* EXERCISE OBJECTIVE
Search the records for the word "life" and copy every line in which it occurs.

----- RECORDS SHOWN

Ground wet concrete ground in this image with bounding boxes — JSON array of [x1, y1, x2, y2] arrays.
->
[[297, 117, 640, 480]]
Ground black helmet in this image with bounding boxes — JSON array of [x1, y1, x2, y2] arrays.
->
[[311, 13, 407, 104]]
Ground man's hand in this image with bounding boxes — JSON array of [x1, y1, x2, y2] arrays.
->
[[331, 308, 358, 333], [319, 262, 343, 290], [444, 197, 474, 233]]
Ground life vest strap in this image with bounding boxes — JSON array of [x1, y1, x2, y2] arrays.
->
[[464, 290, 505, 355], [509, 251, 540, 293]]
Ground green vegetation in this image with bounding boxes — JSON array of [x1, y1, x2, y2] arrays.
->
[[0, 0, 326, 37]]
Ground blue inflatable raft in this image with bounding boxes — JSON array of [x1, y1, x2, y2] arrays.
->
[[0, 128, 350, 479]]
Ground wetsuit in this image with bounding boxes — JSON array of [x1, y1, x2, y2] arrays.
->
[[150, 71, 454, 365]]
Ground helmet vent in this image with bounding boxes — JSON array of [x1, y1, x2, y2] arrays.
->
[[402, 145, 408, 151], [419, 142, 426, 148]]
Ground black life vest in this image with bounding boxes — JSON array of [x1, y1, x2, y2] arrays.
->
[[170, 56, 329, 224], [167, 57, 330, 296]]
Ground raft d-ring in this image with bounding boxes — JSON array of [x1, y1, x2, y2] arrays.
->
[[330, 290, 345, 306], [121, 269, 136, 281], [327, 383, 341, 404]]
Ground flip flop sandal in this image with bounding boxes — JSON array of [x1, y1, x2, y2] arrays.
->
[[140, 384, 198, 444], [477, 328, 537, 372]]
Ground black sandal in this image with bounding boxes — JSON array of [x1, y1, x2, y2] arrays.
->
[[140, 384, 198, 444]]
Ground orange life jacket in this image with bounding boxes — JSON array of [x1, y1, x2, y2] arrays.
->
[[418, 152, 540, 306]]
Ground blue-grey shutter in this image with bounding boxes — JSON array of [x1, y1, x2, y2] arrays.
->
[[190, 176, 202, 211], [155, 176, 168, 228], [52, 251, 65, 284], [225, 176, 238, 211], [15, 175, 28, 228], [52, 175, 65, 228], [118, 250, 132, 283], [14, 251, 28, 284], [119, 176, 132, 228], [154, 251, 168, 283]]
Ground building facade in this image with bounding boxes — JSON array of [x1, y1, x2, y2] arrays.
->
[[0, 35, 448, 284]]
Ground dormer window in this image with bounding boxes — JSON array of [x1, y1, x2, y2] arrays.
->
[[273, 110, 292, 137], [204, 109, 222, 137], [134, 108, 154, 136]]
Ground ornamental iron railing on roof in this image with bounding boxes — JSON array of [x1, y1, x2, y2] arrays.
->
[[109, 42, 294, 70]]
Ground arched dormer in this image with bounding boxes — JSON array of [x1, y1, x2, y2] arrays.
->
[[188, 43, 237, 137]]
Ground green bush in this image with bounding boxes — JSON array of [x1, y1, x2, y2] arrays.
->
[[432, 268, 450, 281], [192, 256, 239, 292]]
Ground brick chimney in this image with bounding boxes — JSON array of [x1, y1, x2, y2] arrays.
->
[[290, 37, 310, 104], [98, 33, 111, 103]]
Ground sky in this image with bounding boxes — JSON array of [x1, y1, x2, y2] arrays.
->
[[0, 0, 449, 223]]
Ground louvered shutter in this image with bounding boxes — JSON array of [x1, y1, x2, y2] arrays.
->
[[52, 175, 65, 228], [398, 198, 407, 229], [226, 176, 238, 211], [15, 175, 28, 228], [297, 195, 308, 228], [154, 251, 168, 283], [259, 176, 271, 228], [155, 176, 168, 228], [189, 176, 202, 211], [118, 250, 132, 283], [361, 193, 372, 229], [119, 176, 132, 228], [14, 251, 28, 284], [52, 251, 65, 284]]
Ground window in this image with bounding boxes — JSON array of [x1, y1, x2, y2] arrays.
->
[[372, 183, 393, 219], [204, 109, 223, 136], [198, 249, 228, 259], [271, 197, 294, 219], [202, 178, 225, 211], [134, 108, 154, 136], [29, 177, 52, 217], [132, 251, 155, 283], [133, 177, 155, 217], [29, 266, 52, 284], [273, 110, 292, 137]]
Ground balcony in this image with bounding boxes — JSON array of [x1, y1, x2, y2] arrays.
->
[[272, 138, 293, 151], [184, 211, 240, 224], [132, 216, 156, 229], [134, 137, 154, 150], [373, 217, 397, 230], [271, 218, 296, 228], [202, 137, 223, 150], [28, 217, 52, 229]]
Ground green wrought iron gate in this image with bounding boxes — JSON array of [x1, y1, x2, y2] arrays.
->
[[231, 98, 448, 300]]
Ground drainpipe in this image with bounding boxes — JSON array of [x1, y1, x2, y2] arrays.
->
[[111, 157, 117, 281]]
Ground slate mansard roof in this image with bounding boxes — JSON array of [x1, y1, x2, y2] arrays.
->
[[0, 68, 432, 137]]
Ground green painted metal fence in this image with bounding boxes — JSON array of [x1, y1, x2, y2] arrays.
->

----------

* REPLY TO THE TASK
Ground life vest strap in this image with bounding boxes — JSON array of [x1, y1, x2, y2] arrays.
Ground black life vest in this image with bounding boxes — JSON array of [x1, y1, x2, y2] arrays.
Ground orange life jacket in this image with bounding boxes — JSON array of [x1, y1, x2, y2] arrays.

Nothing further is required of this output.